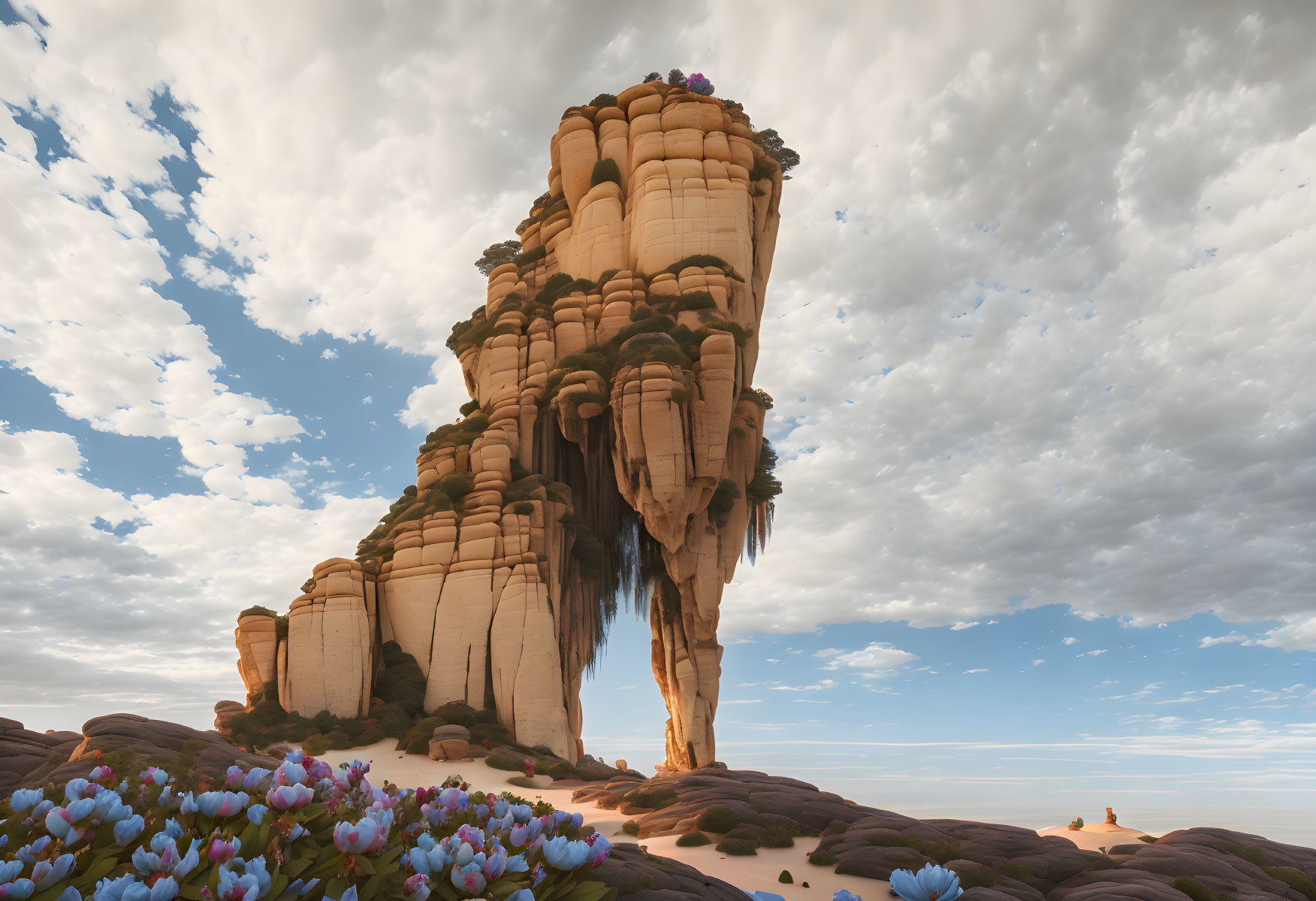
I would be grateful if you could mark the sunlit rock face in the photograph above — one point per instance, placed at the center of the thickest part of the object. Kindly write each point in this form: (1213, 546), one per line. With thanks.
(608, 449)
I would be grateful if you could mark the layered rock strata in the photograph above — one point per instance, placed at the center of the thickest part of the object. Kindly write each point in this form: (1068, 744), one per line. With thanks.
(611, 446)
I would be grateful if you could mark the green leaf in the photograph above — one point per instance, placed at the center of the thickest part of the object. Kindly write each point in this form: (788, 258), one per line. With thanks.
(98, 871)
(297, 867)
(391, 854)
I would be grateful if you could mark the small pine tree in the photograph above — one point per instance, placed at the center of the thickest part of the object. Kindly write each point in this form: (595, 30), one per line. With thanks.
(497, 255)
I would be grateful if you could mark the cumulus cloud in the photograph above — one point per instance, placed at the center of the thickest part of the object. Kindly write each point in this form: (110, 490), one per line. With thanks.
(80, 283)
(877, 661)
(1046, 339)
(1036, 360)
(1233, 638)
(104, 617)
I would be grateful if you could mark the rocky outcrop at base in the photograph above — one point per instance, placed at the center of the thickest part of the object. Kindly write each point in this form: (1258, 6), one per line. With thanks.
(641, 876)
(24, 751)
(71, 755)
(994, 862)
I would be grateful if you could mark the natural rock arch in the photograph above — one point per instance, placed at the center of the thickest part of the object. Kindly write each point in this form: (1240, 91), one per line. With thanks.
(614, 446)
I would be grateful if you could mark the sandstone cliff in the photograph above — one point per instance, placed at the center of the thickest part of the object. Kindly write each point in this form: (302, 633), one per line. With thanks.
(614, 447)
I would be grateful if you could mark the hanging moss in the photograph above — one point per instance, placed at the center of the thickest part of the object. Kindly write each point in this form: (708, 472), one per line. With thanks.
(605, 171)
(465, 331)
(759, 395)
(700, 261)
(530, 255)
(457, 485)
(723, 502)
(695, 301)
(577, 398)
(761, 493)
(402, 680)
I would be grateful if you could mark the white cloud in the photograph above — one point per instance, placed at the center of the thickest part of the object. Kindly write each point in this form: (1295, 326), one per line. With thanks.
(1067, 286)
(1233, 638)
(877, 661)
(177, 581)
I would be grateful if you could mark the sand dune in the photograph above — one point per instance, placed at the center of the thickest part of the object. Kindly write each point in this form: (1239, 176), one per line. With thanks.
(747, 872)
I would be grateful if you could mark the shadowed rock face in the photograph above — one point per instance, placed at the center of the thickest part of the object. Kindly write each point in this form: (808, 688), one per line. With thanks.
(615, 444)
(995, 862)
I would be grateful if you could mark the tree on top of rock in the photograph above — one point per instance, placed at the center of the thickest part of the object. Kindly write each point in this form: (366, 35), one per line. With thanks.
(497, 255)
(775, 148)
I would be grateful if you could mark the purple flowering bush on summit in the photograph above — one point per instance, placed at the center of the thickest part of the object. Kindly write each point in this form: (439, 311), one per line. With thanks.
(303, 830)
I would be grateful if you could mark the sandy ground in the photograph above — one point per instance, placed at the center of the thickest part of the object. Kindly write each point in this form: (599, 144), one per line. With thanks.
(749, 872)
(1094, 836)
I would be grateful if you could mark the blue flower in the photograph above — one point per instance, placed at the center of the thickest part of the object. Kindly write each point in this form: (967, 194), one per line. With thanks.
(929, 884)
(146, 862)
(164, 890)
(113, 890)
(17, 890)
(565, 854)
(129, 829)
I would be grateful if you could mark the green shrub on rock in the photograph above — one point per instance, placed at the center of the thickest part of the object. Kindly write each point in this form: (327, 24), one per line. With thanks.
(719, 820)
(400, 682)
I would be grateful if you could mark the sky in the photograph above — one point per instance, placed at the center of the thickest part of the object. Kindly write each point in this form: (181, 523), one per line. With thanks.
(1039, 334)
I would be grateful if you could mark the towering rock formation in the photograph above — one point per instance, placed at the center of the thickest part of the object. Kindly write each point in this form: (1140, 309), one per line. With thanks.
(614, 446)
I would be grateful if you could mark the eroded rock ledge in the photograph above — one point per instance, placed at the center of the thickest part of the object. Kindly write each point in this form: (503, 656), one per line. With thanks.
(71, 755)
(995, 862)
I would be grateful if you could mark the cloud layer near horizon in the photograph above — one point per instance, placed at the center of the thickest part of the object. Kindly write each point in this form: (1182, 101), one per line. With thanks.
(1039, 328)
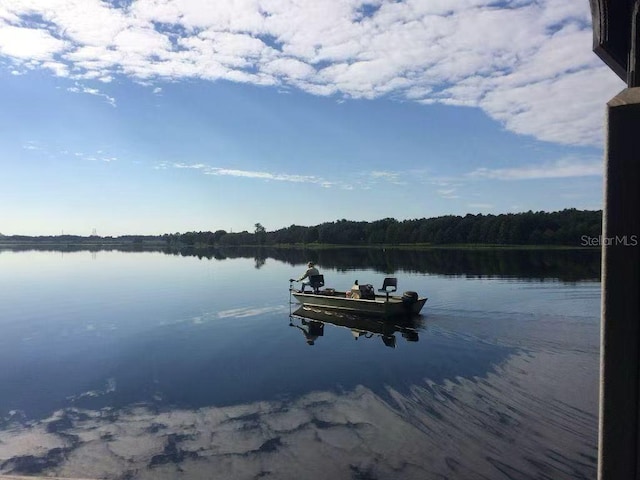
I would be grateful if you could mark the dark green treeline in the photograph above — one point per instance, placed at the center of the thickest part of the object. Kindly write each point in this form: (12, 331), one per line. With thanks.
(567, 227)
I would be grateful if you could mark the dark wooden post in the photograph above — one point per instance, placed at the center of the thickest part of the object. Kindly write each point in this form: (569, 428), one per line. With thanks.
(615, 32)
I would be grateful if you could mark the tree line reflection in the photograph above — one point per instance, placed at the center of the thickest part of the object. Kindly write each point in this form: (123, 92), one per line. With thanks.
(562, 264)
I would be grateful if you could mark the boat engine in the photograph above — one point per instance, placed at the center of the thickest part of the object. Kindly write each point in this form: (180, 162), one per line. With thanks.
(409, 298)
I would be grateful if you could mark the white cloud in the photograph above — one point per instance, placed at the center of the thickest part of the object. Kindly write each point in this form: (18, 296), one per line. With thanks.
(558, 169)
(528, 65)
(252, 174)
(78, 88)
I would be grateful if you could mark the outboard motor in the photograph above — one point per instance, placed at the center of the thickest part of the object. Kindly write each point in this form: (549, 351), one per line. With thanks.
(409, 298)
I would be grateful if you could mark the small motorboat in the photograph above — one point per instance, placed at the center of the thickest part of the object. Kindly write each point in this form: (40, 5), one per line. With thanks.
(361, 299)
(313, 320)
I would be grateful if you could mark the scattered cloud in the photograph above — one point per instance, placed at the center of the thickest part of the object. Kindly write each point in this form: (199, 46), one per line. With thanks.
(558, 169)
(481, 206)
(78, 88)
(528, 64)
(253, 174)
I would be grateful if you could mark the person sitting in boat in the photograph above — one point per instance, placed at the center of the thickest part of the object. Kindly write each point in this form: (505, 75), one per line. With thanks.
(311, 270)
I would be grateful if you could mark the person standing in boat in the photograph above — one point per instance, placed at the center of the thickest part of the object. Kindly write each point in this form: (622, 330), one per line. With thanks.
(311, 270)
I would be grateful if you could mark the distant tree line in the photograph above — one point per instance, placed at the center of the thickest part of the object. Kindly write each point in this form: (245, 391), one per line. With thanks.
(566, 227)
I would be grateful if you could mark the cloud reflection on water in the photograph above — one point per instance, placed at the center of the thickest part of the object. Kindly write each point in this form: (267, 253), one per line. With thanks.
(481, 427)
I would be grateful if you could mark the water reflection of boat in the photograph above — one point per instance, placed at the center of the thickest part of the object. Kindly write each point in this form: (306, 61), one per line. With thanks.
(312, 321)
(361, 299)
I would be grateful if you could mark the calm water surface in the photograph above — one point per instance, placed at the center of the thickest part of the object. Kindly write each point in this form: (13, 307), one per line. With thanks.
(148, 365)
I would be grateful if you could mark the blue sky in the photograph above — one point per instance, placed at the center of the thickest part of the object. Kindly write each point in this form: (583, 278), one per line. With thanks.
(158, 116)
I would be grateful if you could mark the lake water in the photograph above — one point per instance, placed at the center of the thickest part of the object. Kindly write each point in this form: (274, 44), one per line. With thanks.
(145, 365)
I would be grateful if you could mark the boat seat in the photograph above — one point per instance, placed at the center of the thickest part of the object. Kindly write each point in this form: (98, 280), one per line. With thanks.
════════════════
» **REQUIREMENTS**
Print every entry above again without changing a word, and omit the pictures.

» **WRITTEN RESPONSE**
I would be grateful if you could mark the sunlit rock face in the photograph above — one point per instance, placed at the center of the thickest part of the object. Kindly write each point in this form: (1213, 546), one per line. With thanks.
(608, 449)
I would be grateful if you could mark the layered rock strata in the photograph above — one point per instance, placed at the center of the thickest part of the object. Kindly write each point in this form: (1068, 744), one per line. With thanks.
(611, 446)
I would be grateful if you could mark the green leaf in the photograph above — one point per instance, placed at the center of the thickest part of the object. Kindly write each point in this form: (788, 258), one per line. With thanks.
(98, 871)
(297, 867)
(391, 854)
I would be grateful if you could mark the small pine tree in the photograph above — one point per instance, placed at the center of the thickest part of the object. Kindly write each point in this form: (595, 30), one per line. With thanks.
(497, 255)
I would be grateful if you could mark the cumulus cloud in the photograph above — one point per instance, placed at the center of the thickest part of the object. Kindly write each point in this form: (110, 490), one per line. With thanks.
(80, 283)
(877, 661)
(1046, 339)
(1036, 360)
(1233, 638)
(104, 617)
I would be grateful if you could mark the rocky outcrop at base in the photograph above — one point per instance, placed at the center of the thickest part of the object. Kindly write each point in this form: (1258, 6), one per line. With thanks.
(641, 876)
(24, 751)
(71, 755)
(994, 862)
I would be grateful if you could mark the natural rock arch in the photograph above — one point per instance, placed at the center of the thickest part of the object. Kindly write each point in this form: (1240, 91), one per line. With thanks.
(614, 446)
I would be grateful if you could mark the sandstone cliff in the photograph above — one point per instance, placed at the center of the thickest part of the object. Kindly write each point in this form: (302, 633), one per line. With thanks.
(614, 447)
I would be grateful if you could mark the hanging moss in the photograph above — one point per instance, placed at the center of the thickest part of the object. Kindly write each point in this form: (708, 472), one per line. With thanks.
(605, 171)
(465, 331)
(759, 395)
(700, 261)
(530, 255)
(457, 485)
(723, 502)
(695, 301)
(577, 398)
(761, 493)
(402, 680)
I would be grateful if you could mark the white cloud in the photograph above — one point per instance, placed at the center of the thickest part of the object. Kindly write each point in this form: (1295, 326), one per line. With thanks.
(1067, 286)
(1233, 638)
(877, 661)
(177, 581)
I would be grateful if you could mark the sand dune in the photograph above — one point per instance, placed at the center of the thickest part of the object. Kindly write each point in this form: (1239, 176), one per line. With thanks.
(747, 872)
I would be grateful if you could mark the shadowed rock face in the photograph above — one point per instance, placed at the center of the thickest part of the object. Kindly write each point in this form: (808, 688), one per line. With thanks.
(615, 444)
(995, 862)
I would be grateful if you could mark the tree on top of rock in the photograph above — one point per instance, placed at the center of the thickest part of the object. Kindly write each point in this form: (366, 35), one per line. With thanks.
(497, 255)
(775, 148)
I would be grateful if you could mark the purple flowering bush on summit in the photograph above — one point per instance, placed at the center of the thickest part of the object. Kindly write each point in this form: (439, 311), one per line. With thanks.
(303, 830)
I would be grateful if you could mark the sandy ground in the photograph above — one point per instance, placed at the center of the thickest part of the object. Kindly write each point in this form: (599, 144), one per line. With thanks.
(749, 872)
(1094, 836)
I would be grateful if you could mark the blue flower in the photograph above — one point per instance, placed at the center of the thickest part of the object. Kindly write each point in this form: (967, 194), one per line. With thanks.
(929, 884)
(146, 862)
(164, 890)
(113, 890)
(17, 890)
(565, 854)
(129, 829)
I would be grateful if you could mark the green shrub on rock in the photograph above — one point per instance, placed at the center of the thickest part of the object. Kindly write each point in this form: (327, 24), one per line. With thanks.
(719, 820)
(400, 682)
I would be grateful if you could mark the sky in the photograph above — one point per instance, placed at the center of the thickest part of the object. Kindly write each point in this form: (181, 523), one per line. With thanks.
(1039, 334)
I would be grateful if you could mark the towering rock formation in the photograph above — one point per instance, placed at the center of the thickest part of the object. Kindly write each point in this form: (1140, 309), one per line. With thanks.
(614, 446)
I would be grateful if you could mark the eroded rock ledge in the photograph above — one point per instance, placed at the center of the thickest part of the object. Kindly write each point in this form: (503, 656), one per line. With thanks.
(71, 755)
(995, 862)
I would be grateful if you could mark the cloud layer near horizon in the photograph above — one point per instance, placed at the center of the thickest part of the object. Kindly write each point in this form: (1182, 101), one per line. With thanks.
(1039, 328)
I would be grateful if you could mark the dark green treeline in the photograph above — one point per instance, placed at the center of the thickest part of the object. Kindly write each point in this form: (12, 331), one per line. With thanks.
(567, 227)
I would be grateful if you could mark the dark wooden post in the photograph above — one point per instance, placed at the center of the thickest part of the object. Kindly write each point in this form: (569, 428), one per line. With thanks.
(615, 32)
I would be grateful if you could mark the tree line reflection in the photograph above — one point per instance, placed at the center of the thickest part of the object. Kindly write each point in this form: (123, 92), one per line. With thanks.
(562, 264)
I would be grateful if you could mark the boat engine in the photograph above — one point per instance, placed at the center of the thickest part of the object. Kindly write each point in this form: (180, 162), one per line. With thanks.
(409, 298)
I would be grateful if you could mark the white cloud in the photograph above — one point per instance, placed at the center of the thickest part of the object. Kindly write each point in this form: (18, 296), one per line. With thanks.
(558, 169)
(528, 65)
(252, 174)
(78, 88)
I would be grateful if you could mark the outboard motor in the photograph above — one point per instance, placed at the center of the thickest part of the object. Kindly write each point in this form: (549, 351), one per line. With thanks.
(409, 298)
I would be grateful if you could mark the small motorboat in the photograph above — one point per instance, placed at the center of the thickest part of the object. Kindly write each point in this form: (40, 5), one per line. With thanks.
(361, 299)
(313, 320)
I would be grateful if you could mark the scattered cloud in the photograph above — one point per instance, placed at the center of the thickest part of the object. Kindly write each point in this form: (199, 46), one per line. With thanks.
(558, 169)
(481, 206)
(78, 88)
(528, 64)
(253, 174)
I would be grateful if you could mark the person sitting in boat in the photograph above — one point per instance, placed at the center of the thickest part of the object. Kindly write each point in this form: (505, 75), one per line. With thanks.
(311, 270)
I would be grateful if you could mark the person standing in boat in the photograph above — one point per instance, placed at the center of the thickest part of the object. Kindly write each point in this form: (622, 330), one per line. With thanks.
(311, 270)
I would be grateful if you could mark the distant tree line in the photograph above — one point per instance, placed at the center of the thickest part of the object. Kindly write each point in this form: (245, 391), one per line. With thanks.
(566, 227)
I would be grateful if you could mark the cloud reflection on water in the photograph above — one point per instance, placed at the center of the thickest part of the object. Kindly write each point in this form: (267, 253), one per line. With thanks.
(481, 427)
I would be grateful if you could mark the water reflection of boat in the photograph above — one point per instance, placed at the center of the thickest part of the object. Kindly write each point in this form: (306, 61), one per line. With thanks.
(312, 321)
(361, 299)
I would be grateful if you could mark the calm water surface in the photograph above — one point per instance, placed at the center of the thickest part of the object. Kindly write each point in this form: (13, 307), one per line. With thanks.
(148, 365)
I would be grateful if you could mark the blue sky in the photograph above — one point per instance, placed at the center of the thickest part of the object. Kindly write each point in this form: (583, 278), one per line. With thanks.
(158, 116)
I would be grateful if you could mark the lake water in the photograph above — one point per instance, placed at the center of the thickest part of the object. Kindly write each point in this form: (274, 44), one per line. With thanks.
(145, 365)
I would be grateful if you could mark the boat seat in the photograph above — one point per instance, placed at the center of the thickest part of the object. Kindly write each point in this form: (98, 280), one per line. With thanks.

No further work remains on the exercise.